[start INFORMATION SUPPLIED]

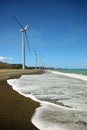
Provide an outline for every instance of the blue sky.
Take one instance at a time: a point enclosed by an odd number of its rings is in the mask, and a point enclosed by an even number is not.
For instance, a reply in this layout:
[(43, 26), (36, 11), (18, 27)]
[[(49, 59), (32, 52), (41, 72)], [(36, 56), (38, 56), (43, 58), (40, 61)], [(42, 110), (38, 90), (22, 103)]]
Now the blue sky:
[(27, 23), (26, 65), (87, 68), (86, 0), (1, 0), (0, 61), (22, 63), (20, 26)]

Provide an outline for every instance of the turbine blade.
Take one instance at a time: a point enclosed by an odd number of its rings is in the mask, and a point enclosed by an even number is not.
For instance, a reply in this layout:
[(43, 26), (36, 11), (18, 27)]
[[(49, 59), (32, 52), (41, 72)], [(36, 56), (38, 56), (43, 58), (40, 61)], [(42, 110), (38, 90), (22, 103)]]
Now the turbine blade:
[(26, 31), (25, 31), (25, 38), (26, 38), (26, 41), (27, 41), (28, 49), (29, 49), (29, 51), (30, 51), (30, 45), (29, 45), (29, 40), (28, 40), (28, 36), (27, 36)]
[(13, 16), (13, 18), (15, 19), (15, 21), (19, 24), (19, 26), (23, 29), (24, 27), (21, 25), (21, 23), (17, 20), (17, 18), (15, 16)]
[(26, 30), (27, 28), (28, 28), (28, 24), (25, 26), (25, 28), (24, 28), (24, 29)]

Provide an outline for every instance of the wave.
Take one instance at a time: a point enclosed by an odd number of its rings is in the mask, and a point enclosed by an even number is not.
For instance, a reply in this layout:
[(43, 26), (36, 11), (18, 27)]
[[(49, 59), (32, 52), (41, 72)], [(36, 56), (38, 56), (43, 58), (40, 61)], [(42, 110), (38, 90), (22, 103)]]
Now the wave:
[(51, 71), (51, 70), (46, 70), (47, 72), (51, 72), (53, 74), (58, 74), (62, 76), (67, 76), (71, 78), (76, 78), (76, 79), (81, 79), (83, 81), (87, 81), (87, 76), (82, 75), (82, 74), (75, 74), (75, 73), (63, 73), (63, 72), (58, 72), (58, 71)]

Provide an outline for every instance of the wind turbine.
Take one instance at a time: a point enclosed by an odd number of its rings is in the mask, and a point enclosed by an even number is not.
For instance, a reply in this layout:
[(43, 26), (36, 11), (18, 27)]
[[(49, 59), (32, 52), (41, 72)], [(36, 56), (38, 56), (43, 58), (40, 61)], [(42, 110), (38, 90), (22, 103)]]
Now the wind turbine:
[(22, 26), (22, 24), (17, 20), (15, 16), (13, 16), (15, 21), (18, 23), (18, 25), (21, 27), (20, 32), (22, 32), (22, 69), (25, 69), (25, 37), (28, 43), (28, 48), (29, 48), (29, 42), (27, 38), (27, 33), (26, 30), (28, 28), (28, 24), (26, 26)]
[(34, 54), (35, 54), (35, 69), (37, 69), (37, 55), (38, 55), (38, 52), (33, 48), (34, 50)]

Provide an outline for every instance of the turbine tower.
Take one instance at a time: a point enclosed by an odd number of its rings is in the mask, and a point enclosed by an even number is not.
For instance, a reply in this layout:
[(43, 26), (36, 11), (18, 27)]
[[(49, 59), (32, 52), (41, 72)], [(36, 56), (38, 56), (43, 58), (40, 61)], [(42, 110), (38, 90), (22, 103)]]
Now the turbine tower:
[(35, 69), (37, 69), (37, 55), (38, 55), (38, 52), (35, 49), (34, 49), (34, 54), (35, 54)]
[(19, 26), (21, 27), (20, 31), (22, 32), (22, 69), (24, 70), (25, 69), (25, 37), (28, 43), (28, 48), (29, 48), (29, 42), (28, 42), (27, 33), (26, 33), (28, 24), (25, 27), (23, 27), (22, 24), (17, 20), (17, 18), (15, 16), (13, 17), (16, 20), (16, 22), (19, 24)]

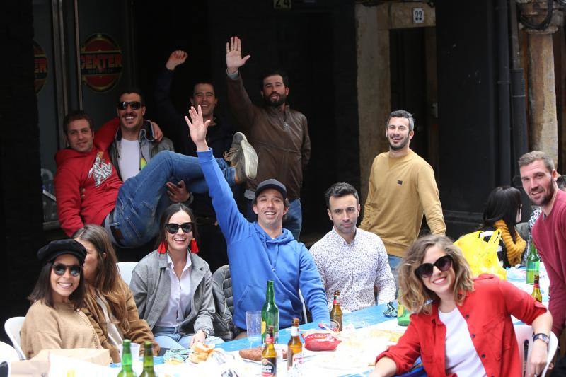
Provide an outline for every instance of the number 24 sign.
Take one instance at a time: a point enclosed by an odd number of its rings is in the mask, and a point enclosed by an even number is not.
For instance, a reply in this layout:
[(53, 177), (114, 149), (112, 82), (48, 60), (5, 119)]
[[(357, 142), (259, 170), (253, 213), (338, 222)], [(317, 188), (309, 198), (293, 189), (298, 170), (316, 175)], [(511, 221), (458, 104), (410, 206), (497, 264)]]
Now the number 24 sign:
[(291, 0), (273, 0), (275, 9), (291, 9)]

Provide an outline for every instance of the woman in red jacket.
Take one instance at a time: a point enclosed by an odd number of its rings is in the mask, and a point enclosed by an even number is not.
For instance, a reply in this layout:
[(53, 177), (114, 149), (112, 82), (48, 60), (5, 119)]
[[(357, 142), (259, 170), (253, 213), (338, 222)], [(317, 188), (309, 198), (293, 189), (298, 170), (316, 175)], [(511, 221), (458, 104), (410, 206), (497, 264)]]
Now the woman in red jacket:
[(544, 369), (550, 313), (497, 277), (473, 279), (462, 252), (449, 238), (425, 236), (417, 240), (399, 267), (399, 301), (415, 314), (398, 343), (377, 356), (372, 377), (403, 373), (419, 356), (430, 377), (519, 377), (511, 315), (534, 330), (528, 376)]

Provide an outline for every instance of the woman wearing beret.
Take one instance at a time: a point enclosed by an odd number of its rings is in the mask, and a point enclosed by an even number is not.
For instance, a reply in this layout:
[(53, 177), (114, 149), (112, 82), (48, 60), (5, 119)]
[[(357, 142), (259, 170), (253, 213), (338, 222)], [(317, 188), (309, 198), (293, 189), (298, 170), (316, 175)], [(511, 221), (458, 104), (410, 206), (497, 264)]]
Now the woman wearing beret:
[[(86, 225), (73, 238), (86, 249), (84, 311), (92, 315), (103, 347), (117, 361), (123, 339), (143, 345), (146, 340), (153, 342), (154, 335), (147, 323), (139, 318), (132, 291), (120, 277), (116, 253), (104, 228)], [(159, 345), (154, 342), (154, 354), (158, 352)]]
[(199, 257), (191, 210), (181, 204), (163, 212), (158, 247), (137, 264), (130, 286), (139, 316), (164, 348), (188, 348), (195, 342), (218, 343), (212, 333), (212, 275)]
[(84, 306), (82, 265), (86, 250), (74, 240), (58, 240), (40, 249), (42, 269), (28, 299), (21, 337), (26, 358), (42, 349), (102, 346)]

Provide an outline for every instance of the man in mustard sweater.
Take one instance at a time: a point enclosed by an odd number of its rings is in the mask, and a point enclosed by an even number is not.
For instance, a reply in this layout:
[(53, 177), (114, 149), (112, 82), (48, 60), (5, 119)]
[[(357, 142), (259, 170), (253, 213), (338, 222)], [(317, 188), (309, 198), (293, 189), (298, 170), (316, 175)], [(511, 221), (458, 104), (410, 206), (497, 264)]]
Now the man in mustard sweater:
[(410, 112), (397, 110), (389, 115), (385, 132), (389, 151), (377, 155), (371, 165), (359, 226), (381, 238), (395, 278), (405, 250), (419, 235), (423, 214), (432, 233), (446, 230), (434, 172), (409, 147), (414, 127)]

[end INFORMATION SUPPLIED]

* [YOUR GOAL] Render every line of the items above as a Markdown table with the columns Row and Line, numbering the rows and omitting blank lines. Leave out the pictures.

* [CORRECT RESPONSE]
| Row | Line |
|---|---|
| 1 | Provide an outline for every instance of the blue sky. |
| 2 | Take one instance at a time: a point enclosed by an odd number of its rings is in the mask, and a point enclosed by an even number is not. |
| 3 | For instance, a reply in this layout: |
| 4 | [(43, 26), (36, 11), (18, 27)] |
| 5 | [[(49, 59), (32, 52), (41, 72)], [(36, 56), (38, 56), (43, 58), (40, 61)], [(42, 110), (38, 90), (22, 103)]] |
| 6 | Now the blue sky: |
| 7 | [(27, 23), (26, 65), (87, 68), (86, 0), (1, 0), (0, 61), (22, 63), (20, 26)] |
| 8 | Provide an outline for every instance of the turbine blade. |
| 9 | Take one instance at a time: a point enclosed by an odd number of its rings is in the mask, and a point enclosed by an even number is not. |
| 10 | For instance, a reply in this layout: |
| 11 | [(43, 26), (36, 11), (18, 27)] |
| 12 | [[(49, 59), (32, 52), (41, 72)], [(36, 56), (38, 56), (43, 58), (40, 61)], [(42, 110), (38, 90), (22, 103)]] |
| 13 | Now the turbine blade: |
| 14 | [(26, 31), (25, 31), (25, 38), (26, 38), (26, 41), (27, 41), (28, 49), (29, 49), (29, 51), (30, 51), (30, 45), (29, 45), (29, 40), (28, 40), (28, 36), (27, 36)] |
| 15 | [(13, 16), (13, 18), (15, 19), (15, 21), (19, 24), (19, 26), (23, 29), (24, 27), (21, 25), (21, 23), (17, 20), (17, 18), (15, 16)] |
| 16 | [(26, 30), (27, 28), (28, 28), (28, 24), (25, 26), (25, 28), (24, 28), (24, 29)] |
| 17 | Provide an outline for every instance of the wave. |
| 18 | Take one instance at a time: a point enclosed by an odd number of its rings is in the mask, and a point enclosed by an even number is not. |
| 19 | For instance, a reply in this layout: |
| 20 | [(43, 26), (36, 11), (18, 27)] |
| 21 | [[(49, 59), (32, 52), (41, 72)], [(36, 56), (38, 56), (43, 58), (40, 61)], [(42, 110), (38, 90), (22, 103)]] |
| 22 | Now the wave: |
| 23 | [(51, 71), (51, 70), (46, 70), (47, 72), (51, 72), (53, 74), (58, 74), (62, 76), (67, 76), (71, 78), (76, 78), (76, 79), (81, 79), (83, 81), (87, 81), (87, 76), (82, 75), (82, 74), (75, 74), (75, 73), (63, 73), (63, 72), (58, 72), (58, 71)] |
| 24 | Provide an outline for every instance of the wind turbine. |
| 25 | Take one instance at a time: a point enclosed by an odd number of its rings is in the mask, and a point enclosed by an even number is not. |
| 26 | For instance, a reply in this layout: |
| 27 | [(43, 26), (36, 11), (18, 27)] |
| 28 | [[(49, 59), (32, 52), (41, 72)], [(36, 56), (38, 56), (43, 58), (40, 61)], [(42, 110), (38, 90), (22, 103)]] |
| 29 | Now the wind turbine: |
| 30 | [(22, 26), (22, 24), (17, 20), (15, 16), (13, 16), (15, 21), (18, 23), (18, 25), (21, 27), (20, 32), (22, 32), (22, 69), (25, 69), (25, 37), (28, 43), (28, 48), (29, 48), (29, 42), (27, 38), (27, 33), (26, 30), (28, 28), (28, 24), (26, 26)] |
| 31 | [(34, 54), (35, 54), (35, 69), (37, 69), (37, 55), (38, 55), (38, 52), (33, 48), (34, 50)] |
| 32 | Provide an outline for every instance of the turbine tower. |
| 33 | Take one instance at a time: a point enclosed by an odd number of its rings is in the mask, and a point enclosed by an even number is not. |
| 34 | For instance, a reply in this layout: |
| 35 | [(43, 26), (36, 11), (18, 27)] |
| 36 | [[(49, 59), (32, 52), (41, 72)], [(36, 56), (38, 56), (43, 58), (40, 61)], [(42, 110), (38, 90), (22, 103)]] |
| 37 | Now the turbine tower: |
| 38 | [(35, 69), (37, 69), (37, 55), (38, 55), (38, 52), (35, 49), (34, 49), (34, 54), (35, 54)] |
| 39 | [(19, 26), (21, 27), (20, 31), (22, 32), (22, 69), (24, 70), (25, 69), (25, 37), (28, 43), (28, 48), (29, 48), (29, 42), (28, 42), (27, 33), (26, 33), (28, 24), (25, 27), (23, 27), (22, 24), (17, 20), (17, 18), (15, 16), (13, 17), (16, 20), (16, 22), (19, 24)] |
| 40 | Provide an outline for every instance of the number 24 sign. |
| 41 | Take one instance at a time: a point enclosed by an odd number of its rings is in the mask, and a point enclosed by an even number is not. |
| 42 | For instance, a reply in this layout: |
| 43 | [(53, 177), (114, 149), (112, 82), (48, 60), (5, 119)] |
| 44 | [[(357, 142), (259, 170), (253, 213), (338, 222)], [(317, 188), (309, 198), (293, 189), (298, 170), (316, 175)], [(511, 221), (458, 104), (410, 206), (497, 264)]] |
| 45 | Now the number 24 sign: |
| 46 | [(291, 0), (273, 0), (275, 9), (291, 9)] |
| 47 | Provide an outline for every instance of the woman in red jacket. |
| 48 | Take one instance at a time: a point enclosed by an odd number of its rings is in the mask, and a point enclosed by an even number is not. |
| 49 | For instance, a reply in this layout: |
| 50 | [(53, 177), (114, 149), (112, 82), (48, 60), (5, 119)] |
| 51 | [[(357, 142), (259, 170), (253, 213), (338, 222)], [(317, 188), (309, 198), (293, 189), (298, 170), (316, 175)], [(511, 221), (458, 104), (410, 206), (497, 264)]] |
| 52 | Now the woman in red jacket: |
| 53 | [(544, 369), (550, 313), (497, 277), (473, 279), (462, 252), (449, 238), (425, 236), (417, 240), (399, 267), (399, 301), (415, 314), (398, 343), (377, 356), (372, 377), (403, 373), (419, 356), (430, 377), (519, 377), (511, 315), (534, 330), (528, 376)] |
| 54 | Provide an outline for every instance of the woman wearing beret. |
| 55 | Take one instance at a time: a point enclosed by an odd number of its rings is in the mask, and a point enclosed by an even number is not. |
| 56 | For instance, a reply in this layout: |
| 57 | [(53, 177), (114, 149), (112, 82), (48, 60), (5, 119)] |
| 58 | [[(357, 142), (259, 170), (253, 213), (338, 222)], [(317, 188), (309, 198), (293, 189), (298, 170), (316, 175)], [(511, 221), (458, 104), (410, 206), (497, 264)]] |
| 59 | Now the woman wearing beret: |
| 60 | [[(86, 225), (73, 238), (86, 249), (84, 311), (92, 315), (103, 347), (117, 361), (123, 339), (143, 345), (146, 340), (153, 342), (154, 335), (147, 323), (139, 318), (132, 291), (120, 277), (116, 253), (104, 228)], [(159, 345), (154, 342), (154, 354), (158, 352)]] |
| 61 | [(199, 257), (191, 210), (181, 204), (163, 212), (158, 247), (137, 264), (130, 286), (139, 316), (164, 348), (188, 348), (195, 342), (218, 343), (212, 333), (212, 275)] |
| 62 | [(84, 306), (82, 265), (86, 250), (74, 240), (58, 240), (40, 249), (42, 269), (28, 299), (21, 337), (26, 358), (42, 349), (102, 346)] |
| 63 | Provide an outline for every instance of the man in mustard sweater. |
| 64 | Take one instance at a time: a point enclosed by an odd number of its rings is in the mask, and a point enclosed by an even number is not. |
| 65 | For instance, a reply in this layout: |
| 66 | [(53, 177), (114, 149), (112, 82), (48, 60), (5, 119)] |
| 67 | [[(357, 142), (259, 170), (253, 213), (338, 222)], [(317, 188), (309, 198), (293, 189), (298, 170), (316, 175)], [(511, 221), (458, 104), (410, 206), (497, 264)]] |
| 68 | Now the man in mustard sweater: |
| 69 | [(410, 112), (397, 110), (389, 115), (385, 132), (389, 151), (377, 155), (371, 165), (359, 226), (381, 238), (395, 278), (405, 250), (419, 235), (423, 214), (432, 233), (446, 230), (434, 172), (409, 147), (414, 127)] |